→ TO DO
Lay out the lines of the records as a numbered list. Begin at the line that contains "intermodal container --coords pixels", stop after the line that contains "[[[22,270],[25,275],[25,302],[46,303],[46,271],[41,268]]]", and leave out any blank lines.
■ ■ ■
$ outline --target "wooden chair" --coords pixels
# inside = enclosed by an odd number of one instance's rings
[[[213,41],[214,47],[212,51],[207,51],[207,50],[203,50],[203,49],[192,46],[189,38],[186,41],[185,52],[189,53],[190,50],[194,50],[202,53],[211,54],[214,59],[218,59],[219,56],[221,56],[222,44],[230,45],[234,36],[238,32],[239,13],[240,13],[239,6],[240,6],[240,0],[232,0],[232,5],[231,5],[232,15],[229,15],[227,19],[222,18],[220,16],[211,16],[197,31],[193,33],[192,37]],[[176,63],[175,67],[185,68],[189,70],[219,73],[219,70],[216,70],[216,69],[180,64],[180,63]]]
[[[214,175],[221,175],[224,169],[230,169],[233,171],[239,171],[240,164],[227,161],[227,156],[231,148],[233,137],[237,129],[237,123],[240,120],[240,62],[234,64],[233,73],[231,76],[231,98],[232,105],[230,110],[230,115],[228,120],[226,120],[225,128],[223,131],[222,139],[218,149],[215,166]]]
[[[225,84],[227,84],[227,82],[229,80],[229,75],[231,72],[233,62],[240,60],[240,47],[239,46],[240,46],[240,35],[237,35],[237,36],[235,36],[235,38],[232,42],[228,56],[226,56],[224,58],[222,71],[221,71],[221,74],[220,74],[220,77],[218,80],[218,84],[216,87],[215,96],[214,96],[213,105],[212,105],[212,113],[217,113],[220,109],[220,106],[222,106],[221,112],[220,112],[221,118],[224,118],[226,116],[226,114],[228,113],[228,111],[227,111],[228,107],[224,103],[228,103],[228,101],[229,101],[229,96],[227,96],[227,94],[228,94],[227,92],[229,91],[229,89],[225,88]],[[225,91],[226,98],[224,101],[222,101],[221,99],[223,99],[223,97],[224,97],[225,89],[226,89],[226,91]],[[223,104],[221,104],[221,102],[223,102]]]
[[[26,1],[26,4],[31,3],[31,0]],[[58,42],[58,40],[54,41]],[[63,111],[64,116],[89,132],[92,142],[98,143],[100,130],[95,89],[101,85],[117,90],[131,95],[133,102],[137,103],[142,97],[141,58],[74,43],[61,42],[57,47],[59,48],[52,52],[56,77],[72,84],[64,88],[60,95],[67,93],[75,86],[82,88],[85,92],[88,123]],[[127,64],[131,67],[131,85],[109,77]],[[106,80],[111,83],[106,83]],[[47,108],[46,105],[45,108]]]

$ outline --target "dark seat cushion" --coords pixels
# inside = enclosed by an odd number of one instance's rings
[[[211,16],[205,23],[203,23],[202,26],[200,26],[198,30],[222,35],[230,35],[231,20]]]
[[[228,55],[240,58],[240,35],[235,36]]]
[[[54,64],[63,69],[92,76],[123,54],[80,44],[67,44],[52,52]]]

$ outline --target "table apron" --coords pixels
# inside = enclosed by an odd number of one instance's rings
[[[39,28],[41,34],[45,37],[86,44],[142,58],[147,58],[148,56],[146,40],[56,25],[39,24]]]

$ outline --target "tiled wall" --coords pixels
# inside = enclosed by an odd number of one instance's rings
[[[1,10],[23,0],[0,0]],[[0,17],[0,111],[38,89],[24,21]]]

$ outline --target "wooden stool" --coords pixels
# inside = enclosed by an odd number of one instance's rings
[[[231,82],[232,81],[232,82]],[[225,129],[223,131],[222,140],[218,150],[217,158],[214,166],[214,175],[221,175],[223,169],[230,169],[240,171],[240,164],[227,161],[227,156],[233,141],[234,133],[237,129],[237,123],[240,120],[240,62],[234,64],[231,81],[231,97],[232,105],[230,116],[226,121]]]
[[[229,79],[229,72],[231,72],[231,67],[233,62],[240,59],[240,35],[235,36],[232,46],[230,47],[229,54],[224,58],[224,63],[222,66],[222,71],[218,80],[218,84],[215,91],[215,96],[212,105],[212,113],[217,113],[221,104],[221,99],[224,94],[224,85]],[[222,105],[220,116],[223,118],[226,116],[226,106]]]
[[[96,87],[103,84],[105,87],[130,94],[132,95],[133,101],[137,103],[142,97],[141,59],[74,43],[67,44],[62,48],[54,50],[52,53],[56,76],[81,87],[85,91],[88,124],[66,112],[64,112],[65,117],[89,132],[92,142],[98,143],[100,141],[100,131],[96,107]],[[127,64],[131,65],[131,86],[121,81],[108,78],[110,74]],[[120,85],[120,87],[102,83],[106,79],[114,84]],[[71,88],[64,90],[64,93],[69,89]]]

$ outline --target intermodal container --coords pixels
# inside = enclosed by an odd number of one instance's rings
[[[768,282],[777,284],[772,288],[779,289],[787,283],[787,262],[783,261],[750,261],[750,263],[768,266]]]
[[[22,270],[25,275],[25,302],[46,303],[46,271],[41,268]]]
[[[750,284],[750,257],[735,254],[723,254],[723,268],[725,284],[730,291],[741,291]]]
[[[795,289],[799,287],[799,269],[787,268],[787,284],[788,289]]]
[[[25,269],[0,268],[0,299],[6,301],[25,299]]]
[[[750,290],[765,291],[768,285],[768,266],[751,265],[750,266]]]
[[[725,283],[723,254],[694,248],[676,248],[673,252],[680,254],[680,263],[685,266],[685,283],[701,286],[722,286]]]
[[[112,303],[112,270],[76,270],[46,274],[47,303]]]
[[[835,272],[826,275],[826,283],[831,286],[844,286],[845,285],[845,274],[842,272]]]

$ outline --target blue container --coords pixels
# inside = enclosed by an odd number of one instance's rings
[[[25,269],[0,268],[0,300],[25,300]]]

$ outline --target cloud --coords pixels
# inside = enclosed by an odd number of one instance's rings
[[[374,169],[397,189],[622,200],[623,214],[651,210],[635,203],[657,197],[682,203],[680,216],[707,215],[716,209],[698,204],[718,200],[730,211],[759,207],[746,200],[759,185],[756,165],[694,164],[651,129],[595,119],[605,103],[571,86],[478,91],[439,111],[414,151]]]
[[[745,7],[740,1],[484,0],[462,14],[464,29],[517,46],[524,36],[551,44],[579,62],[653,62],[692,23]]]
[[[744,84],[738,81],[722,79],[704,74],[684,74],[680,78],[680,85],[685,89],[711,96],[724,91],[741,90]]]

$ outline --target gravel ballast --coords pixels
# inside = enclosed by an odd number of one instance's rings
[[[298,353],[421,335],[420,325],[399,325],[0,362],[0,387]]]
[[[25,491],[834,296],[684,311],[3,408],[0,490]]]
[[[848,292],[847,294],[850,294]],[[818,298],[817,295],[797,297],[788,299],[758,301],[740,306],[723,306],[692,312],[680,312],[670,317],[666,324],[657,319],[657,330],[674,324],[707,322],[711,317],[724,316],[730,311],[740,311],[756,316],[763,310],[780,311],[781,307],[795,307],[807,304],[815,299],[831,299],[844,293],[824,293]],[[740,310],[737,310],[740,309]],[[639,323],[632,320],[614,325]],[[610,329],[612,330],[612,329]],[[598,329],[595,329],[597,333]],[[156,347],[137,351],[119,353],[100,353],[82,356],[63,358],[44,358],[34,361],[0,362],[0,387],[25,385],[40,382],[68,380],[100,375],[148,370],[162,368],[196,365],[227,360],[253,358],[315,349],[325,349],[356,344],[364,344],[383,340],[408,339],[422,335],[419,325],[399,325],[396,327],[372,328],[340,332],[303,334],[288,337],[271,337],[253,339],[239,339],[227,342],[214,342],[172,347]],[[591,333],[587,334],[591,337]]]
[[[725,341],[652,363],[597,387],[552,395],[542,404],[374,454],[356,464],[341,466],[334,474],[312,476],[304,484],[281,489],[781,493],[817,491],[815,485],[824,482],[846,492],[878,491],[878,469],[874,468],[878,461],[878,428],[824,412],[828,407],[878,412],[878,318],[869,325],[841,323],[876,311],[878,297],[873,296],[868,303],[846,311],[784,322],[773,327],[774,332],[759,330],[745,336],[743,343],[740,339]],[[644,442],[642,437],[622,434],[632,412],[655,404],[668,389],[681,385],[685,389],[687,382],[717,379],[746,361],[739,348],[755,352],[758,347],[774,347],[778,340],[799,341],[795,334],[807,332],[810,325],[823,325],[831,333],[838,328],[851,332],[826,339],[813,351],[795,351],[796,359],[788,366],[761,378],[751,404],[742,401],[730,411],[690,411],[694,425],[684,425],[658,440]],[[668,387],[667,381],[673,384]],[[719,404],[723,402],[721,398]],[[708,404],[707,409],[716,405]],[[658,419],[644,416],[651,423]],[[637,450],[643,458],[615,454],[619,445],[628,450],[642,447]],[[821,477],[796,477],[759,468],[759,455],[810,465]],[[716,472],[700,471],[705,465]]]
■ ■ ■
→ RESULT OF THE TASK
1. $ outline --target intermodal container --coords pixels
2. # inside = enclosed by an odd number of one instance's rings
3. [[[768,282],[777,284],[772,288],[779,289],[787,283],[787,262],[783,261],[750,261],[750,263],[768,266]]]
4. [[[22,270],[25,275],[25,302],[46,303],[46,271],[41,268]]]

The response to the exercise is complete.